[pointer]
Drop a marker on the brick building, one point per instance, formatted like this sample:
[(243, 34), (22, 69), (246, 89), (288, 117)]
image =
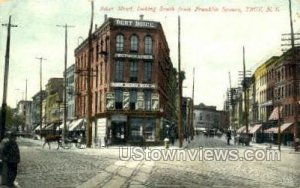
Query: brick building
[(130, 72)]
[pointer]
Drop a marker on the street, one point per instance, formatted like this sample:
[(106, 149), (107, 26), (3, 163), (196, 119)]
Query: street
[(104, 168)]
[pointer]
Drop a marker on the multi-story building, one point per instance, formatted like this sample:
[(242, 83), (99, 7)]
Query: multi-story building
[(54, 107), (36, 108), (207, 117), (24, 109), (131, 67), (71, 92)]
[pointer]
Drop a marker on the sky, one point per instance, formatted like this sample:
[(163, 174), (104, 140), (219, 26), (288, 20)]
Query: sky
[(213, 33)]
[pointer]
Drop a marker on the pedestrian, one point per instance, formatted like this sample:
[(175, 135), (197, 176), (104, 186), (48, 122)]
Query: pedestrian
[(11, 158), (106, 141), (228, 137)]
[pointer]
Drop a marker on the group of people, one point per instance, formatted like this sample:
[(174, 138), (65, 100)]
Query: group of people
[(10, 158)]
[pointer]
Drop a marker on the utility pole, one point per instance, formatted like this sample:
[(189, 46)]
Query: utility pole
[(180, 136), (192, 127), (231, 102), (246, 98), (41, 96), (65, 79), (26, 91), (89, 88), (6, 69), (295, 80)]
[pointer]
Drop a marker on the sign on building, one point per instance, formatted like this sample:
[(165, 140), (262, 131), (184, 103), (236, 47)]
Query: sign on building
[(140, 104), (126, 100), (110, 101), (155, 102)]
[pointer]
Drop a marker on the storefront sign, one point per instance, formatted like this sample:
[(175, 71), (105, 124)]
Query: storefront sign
[(135, 23), (155, 102), (126, 100), (132, 85), (120, 118), (134, 56), (110, 101), (140, 104)]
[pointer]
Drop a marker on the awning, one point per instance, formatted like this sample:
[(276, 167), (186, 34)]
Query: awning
[(241, 129), (61, 126), (39, 127), (283, 128), (50, 127), (255, 128), (274, 115), (77, 124)]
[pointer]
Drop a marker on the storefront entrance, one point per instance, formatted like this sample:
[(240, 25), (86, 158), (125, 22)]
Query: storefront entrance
[(118, 132)]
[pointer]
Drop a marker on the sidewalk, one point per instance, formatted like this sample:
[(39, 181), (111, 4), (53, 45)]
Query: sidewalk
[(16, 185)]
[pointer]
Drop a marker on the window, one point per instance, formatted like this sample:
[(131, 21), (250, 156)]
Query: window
[(133, 99), (120, 43), (118, 99), (134, 43), (148, 45), (133, 71), (147, 94), (147, 71), (119, 71)]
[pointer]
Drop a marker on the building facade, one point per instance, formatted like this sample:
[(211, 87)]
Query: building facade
[(131, 66), (208, 117), (54, 101), (71, 92), (24, 109), (36, 109)]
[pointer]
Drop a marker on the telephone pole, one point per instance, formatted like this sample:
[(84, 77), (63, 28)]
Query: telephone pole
[(41, 96), (246, 97), (65, 78), (180, 136), (295, 80), (6, 69), (89, 89), (192, 127)]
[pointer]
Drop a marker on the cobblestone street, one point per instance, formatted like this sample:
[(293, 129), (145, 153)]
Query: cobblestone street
[(103, 168)]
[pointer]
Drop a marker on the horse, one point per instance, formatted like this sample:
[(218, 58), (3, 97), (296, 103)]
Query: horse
[(52, 138)]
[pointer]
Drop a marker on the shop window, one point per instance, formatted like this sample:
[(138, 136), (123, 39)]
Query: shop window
[(148, 45), (134, 43), (133, 71), (133, 99), (118, 99), (119, 71), (120, 43)]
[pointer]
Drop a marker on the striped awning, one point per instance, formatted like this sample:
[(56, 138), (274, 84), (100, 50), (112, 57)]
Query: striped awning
[(241, 129), (283, 128), (274, 115), (255, 128)]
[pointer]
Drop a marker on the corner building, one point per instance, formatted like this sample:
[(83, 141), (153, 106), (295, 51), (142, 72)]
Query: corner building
[(130, 70)]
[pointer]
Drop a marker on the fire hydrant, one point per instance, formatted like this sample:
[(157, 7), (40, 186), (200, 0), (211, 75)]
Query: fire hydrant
[(166, 140)]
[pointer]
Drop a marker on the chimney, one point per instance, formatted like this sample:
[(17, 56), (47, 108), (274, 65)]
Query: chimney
[(141, 17)]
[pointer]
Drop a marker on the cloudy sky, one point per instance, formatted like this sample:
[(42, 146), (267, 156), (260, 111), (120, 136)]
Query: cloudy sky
[(213, 33)]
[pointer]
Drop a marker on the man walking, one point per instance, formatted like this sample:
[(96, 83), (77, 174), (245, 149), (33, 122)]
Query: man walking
[(11, 158)]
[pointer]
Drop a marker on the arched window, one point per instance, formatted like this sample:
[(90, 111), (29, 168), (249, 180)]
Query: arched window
[(134, 43), (120, 43), (148, 45)]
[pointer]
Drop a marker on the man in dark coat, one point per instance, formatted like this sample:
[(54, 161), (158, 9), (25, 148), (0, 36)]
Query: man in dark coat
[(11, 158)]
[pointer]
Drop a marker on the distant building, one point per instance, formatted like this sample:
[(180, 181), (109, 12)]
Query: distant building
[(24, 109), (71, 92), (208, 117), (54, 100), (36, 108)]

* **Directions**
Among the lines above, repeat exactly those from the line with "Query: horse" to the line with "[(42, 146), (267, 156), (260, 111), (120, 136)]", counting both ends.

* **Exercise result**
Query: horse
[(52, 138)]
[pointer]
Drop a marker on the shop window, one point per instance, formatted like this sample:
[(138, 136), (123, 39)]
Query: shop window
[(148, 45), (134, 43), (133, 71), (133, 99), (118, 99), (119, 71), (120, 43)]
[pointer]
Drop a marker on the striped awning, one point per instance, formatted like this sample:
[(56, 138), (274, 84), (100, 50), (112, 57)]
Query: striped awning
[(241, 129), (283, 128), (274, 115), (255, 128)]
[pointer]
Drop a marker on the corner building, one point per instance, formatted like this sample:
[(83, 141), (153, 106), (295, 51), (142, 72)]
Query: corner building
[(130, 70)]
[pointer]
Drop a marker on the fire hydrant, one point per instance, formatted like this sample:
[(157, 7), (40, 186), (200, 0), (211, 75)]
Query: fire hydrant
[(166, 140)]
[pointer]
Drop a marker on the chimney, one point per instance, formatted like this sample:
[(17, 56), (47, 108), (274, 65)]
Query: chimney
[(141, 17)]
[pointer]
Drop a marker on the cloudy sky, one point per instance, formatted like this sample:
[(42, 146), (267, 156), (260, 111), (120, 136)]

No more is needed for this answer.